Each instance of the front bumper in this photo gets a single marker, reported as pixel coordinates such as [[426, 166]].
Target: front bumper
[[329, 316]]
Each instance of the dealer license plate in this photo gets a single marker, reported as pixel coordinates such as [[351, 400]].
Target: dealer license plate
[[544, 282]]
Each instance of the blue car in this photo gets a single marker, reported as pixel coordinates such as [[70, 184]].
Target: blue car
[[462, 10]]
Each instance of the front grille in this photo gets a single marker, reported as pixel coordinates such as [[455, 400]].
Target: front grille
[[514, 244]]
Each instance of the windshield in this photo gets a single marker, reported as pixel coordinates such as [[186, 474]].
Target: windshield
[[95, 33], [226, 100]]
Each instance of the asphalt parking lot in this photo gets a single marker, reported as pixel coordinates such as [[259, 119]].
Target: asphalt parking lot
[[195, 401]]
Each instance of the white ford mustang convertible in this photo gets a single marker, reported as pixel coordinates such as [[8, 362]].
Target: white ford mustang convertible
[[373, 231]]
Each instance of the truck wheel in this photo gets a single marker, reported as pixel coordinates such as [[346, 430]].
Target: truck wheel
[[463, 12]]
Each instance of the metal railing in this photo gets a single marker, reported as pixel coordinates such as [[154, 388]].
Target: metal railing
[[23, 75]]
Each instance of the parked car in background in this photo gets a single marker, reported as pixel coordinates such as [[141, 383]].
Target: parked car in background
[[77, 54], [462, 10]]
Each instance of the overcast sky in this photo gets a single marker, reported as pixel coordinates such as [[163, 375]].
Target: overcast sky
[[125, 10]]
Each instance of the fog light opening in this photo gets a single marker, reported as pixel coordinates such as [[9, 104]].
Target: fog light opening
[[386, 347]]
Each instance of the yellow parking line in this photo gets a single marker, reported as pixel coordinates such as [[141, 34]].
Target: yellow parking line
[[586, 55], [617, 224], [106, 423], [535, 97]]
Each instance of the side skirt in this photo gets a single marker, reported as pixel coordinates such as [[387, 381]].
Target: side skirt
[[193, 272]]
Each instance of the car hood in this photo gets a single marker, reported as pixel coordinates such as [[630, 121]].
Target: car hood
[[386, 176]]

--- EXERCISE PROMPT ---
Reproduce the records verbatim, starting at the line containing "Each instance of the car" and continuing through the final line of the records.

--- TASK OUTPUT ---
Each instance of the car hood in this photo gets a single marker, reported as pixel coordinates such as [[630, 121]].
Target: car hood
[[386, 176]]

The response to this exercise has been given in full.